BEGIN The input

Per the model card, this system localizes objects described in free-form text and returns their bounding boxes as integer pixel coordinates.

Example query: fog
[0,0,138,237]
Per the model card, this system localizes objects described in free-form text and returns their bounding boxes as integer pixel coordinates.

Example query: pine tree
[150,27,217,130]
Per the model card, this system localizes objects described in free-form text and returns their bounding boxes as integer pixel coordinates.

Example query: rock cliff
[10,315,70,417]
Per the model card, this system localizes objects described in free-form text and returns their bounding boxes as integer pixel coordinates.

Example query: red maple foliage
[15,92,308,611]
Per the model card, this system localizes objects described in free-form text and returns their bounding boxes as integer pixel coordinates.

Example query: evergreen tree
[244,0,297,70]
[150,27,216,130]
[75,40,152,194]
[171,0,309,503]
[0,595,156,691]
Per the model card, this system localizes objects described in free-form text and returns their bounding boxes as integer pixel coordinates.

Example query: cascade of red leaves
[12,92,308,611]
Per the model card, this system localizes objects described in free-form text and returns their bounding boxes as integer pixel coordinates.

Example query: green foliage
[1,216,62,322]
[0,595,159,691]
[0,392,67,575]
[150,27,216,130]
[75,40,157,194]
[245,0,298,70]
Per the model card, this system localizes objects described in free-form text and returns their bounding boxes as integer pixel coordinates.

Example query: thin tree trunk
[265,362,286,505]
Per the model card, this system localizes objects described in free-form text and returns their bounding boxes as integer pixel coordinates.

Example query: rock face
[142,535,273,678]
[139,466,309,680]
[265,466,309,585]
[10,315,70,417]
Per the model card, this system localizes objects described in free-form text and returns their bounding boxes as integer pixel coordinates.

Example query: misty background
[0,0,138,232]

END The input
BEGIN The input

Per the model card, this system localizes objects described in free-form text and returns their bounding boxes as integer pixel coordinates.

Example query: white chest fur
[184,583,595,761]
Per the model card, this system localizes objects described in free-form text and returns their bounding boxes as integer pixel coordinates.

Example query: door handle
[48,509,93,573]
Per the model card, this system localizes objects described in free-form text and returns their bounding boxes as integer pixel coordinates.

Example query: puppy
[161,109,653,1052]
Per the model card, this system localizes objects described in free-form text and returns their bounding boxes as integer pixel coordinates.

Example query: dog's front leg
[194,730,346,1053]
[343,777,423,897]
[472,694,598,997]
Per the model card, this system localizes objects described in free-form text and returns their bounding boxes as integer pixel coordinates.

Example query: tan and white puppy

END The input

» **What to do**
From the listing above, keep only the lines that contain the string "tree", treating uppercase and lowercase letters as different.

» **Answer to this problem**
Example query: pine tree
Example query: evergreen tree
Example query: thin tree trunk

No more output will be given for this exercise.